Put the lines of the listing below into a numbered list, from the line with "1. Examine the image above and locate the shirt" through the end of the listing, skipping blank lines. Leave any pictures out of the list.

The records:
□ □ □

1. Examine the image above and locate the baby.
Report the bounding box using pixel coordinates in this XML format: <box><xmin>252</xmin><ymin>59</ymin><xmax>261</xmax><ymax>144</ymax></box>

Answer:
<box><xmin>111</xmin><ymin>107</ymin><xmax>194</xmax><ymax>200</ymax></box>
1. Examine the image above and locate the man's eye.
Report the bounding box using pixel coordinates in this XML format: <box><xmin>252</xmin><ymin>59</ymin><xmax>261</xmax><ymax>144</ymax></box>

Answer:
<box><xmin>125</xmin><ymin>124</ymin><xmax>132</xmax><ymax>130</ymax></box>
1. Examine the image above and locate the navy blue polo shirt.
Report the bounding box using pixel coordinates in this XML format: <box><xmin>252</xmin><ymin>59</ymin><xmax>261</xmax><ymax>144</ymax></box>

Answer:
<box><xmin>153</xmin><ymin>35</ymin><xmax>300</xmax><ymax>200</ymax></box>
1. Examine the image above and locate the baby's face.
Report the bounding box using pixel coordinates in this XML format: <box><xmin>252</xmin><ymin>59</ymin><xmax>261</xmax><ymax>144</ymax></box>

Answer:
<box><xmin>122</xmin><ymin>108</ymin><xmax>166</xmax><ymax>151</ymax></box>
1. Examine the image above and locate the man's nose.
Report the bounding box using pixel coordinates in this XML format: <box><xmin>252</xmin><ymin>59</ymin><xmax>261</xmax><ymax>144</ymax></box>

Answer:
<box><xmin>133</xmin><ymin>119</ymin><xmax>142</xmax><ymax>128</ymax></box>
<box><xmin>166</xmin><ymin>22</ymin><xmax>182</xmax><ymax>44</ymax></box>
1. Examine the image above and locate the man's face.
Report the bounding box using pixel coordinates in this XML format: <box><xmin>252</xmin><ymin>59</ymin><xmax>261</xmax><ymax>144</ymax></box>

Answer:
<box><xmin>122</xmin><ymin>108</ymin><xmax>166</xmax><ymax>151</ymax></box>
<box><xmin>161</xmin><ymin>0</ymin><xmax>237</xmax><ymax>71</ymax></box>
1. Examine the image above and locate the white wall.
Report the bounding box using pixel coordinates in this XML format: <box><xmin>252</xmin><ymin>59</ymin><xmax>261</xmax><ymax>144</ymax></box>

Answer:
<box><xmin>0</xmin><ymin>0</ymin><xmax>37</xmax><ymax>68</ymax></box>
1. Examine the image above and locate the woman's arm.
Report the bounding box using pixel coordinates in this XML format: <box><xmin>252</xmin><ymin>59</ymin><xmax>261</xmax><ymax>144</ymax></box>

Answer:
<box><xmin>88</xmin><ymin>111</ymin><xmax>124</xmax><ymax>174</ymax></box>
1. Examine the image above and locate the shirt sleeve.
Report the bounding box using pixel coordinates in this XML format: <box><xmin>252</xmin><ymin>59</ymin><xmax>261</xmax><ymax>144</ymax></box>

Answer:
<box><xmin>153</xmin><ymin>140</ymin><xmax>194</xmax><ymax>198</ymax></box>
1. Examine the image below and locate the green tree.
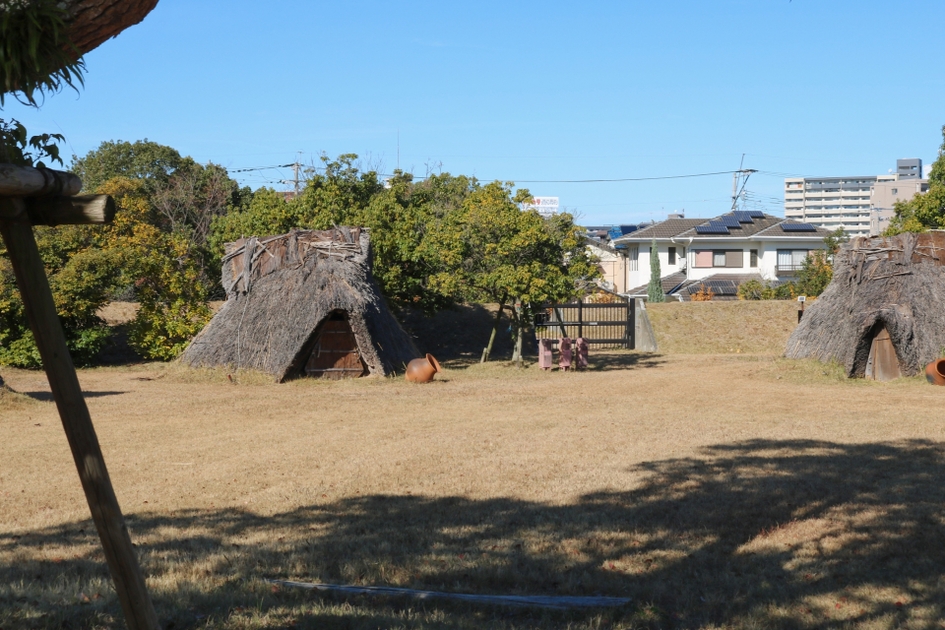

□ □ □

Problem solution:
1. 1. Examine the image above and locate the shirt sleeve.
2. Report the bounding box using pixel coordinates in this XML format: <box><xmin>252</xmin><ymin>59</ymin><xmax>261</xmax><ymax>144</ymax></box>
3. Answer:
4. <box><xmin>153</xmin><ymin>140</ymin><xmax>194</xmax><ymax>198</ymax></box>
5. 1. Examine the image below and locate the green tree.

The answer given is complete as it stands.